▸ **Your task**:
All entries should be copied exactly, none left out.

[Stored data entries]
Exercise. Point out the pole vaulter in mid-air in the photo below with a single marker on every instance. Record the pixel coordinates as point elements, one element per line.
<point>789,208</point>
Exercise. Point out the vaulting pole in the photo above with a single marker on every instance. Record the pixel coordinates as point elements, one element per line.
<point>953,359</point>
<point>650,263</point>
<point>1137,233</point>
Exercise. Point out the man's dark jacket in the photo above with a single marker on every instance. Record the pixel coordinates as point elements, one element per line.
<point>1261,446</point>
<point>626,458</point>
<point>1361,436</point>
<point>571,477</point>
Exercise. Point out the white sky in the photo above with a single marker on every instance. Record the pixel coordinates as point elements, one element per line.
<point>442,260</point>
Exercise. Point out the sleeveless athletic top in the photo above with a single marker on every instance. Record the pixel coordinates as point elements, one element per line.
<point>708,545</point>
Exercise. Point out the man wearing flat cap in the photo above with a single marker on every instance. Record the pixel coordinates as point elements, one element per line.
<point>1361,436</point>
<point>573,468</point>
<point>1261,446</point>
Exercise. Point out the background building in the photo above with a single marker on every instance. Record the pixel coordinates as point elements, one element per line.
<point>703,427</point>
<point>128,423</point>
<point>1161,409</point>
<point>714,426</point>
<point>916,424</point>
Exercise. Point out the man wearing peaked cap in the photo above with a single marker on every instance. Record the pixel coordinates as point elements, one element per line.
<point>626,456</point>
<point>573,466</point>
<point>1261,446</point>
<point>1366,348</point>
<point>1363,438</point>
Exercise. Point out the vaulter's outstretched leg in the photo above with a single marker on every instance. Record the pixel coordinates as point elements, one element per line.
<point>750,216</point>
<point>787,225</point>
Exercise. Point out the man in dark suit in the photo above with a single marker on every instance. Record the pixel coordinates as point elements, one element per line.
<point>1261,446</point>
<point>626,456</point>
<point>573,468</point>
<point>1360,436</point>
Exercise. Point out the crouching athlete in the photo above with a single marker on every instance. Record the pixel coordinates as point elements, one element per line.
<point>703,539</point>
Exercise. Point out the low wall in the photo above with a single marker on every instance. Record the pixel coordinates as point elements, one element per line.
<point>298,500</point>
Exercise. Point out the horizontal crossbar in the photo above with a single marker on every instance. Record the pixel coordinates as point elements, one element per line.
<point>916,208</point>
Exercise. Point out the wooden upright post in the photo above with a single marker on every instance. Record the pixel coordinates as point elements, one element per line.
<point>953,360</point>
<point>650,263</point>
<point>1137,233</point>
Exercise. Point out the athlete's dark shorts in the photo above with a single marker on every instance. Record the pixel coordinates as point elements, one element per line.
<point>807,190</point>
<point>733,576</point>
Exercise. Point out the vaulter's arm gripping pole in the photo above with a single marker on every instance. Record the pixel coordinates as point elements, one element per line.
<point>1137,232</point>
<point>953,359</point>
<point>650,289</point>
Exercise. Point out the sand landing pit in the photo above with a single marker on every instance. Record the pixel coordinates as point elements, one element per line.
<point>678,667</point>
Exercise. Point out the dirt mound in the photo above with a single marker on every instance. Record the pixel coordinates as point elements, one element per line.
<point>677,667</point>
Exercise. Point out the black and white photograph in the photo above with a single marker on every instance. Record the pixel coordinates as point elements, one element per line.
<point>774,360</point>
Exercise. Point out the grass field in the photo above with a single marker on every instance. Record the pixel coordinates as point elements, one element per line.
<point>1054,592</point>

▸ **Written solution**:
Exercise. Point out the pole vaulter in mid-air in the photo below with a single marker on every instance. Record the pixel coordinates as point elements, one element per line.
<point>789,208</point>
Exercise. Point out the vaulting pole in the photo above with a single marker on every instance. Record the pixel coordinates as point elements, one element per line.
<point>953,359</point>
<point>650,263</point>
<point>1137,233</point>
Exercise. Point out the man's dark jacket in the photo above with a single marker on every instance. Record the pixel coordinates as point elements, one element per line.
<point>1261,446</point>
<point>626,458</point>
<point>1361,436</point>
<point>571,477</point>
Exercise. Point out the white sky in the photo above with a single marker on every instance. Record the pixel coordinates as point elements, one element per line.
<point>442,260</point>
Exercise. Point out the sleeveless athletic top in the photo above with a single marker on every instance. Record the pixel coordinates as point elements, one element per line.
<point>708,545</point>
Exercise. Point out the man wearing flat cap in the photo above with a single marker on every instance. Record the pixel coordinates as point elements, one element per line.
<point>1361,436</point>
<point>573,468</point>
<point>1261,446</point>
Exercise. Point out the background building in the photo above with a single marker on every instance. Record the pixel coordinates as point elements, one element per line.
<point>703,427</point>
<point>128,423</point>
<point>1161,409</point>
<point>714,426</point>
<point>916,424</point>
Exercise. Point out the man wearing peaked cap in the photo above with a single marker on every instance. Record the pixel coordinates as point elements, one element per line.
<point>626,456</point>
<point>573,466</point>
<point>1261,446</point>
<point>1366,348</point>
<point>1363,438</point>
Exercise. Point out the vaulter's outstretched leg in the photo above with a single marker on every instance. Record the pixel coordinates as point elements, one element per line.
<point>750,216</point>
<point>787,225</point>
Exercise. Point out the man in dark suit in the photo above with a single marker on every instance. Record the pixel coordinates as point elements, one element per line.
<point>1261,446</point>
<point>626,456</point>
<point>573,468</point>
<point>1360,436</point>
Exercise. Point out the crouching athlete in the photo above with a single marker on every instance. Record the pixel coordinates as point elements, one element per line.
<point>703,539</point>
Exercise. Point out the low wall in the photo above with a single marker on every instance. Record the pixel coordinates as point elements, one element per line.
<point>298,500</point>
Exercise. Point out the horizontal crossbar in the photo above with a single marker on every instance. Record the pixel coordinates as point elements, one element per line.
<point>916,208</point>
Exercise. Point out the wooden upright post in the photo above with a single marker on every instance. Record the pixel coordinates as point elements, one element per line.
<point>953,360</point>
<point>650,263</point>
<point>1137,233</point>
Exercise. Point out the athlete's dark shorts in the photo above with a single marker on every instance. Record the pixel coordinates as point elements, one element per line.
<point>807,190</point>
<point>733,576</point>
Exercise. Point out the vaulter's arm gripping pole in the photo above with a single marker on every instance. Record the pixel coordinates as point elements, one element per line.
<point>1137,232</point>
<point>953,359</point>
<point>650,289</point>
Exercise. Point out the sand landing pit in the photo above with a single marker on every instance. Record the pixel coordinates as point elements, one element per line.
<point>678,667</point>
Exercise. Point out the dirt mound in the photo above with a single marker on every instance. Record the pixel coordinates as point elements, one element per line.
<point>677,667</point>
Exercise. Point out the black and white photograph in the photo above with a single marker on every instance. Record the pixel coordinates as point elements, one element per line.
<point>774,360</point>
Exercise. Point out the grass field in the photo above with a single marker on every instance. Record the pixel coordinates as point elements, one element per line.
<point>1054,592</point>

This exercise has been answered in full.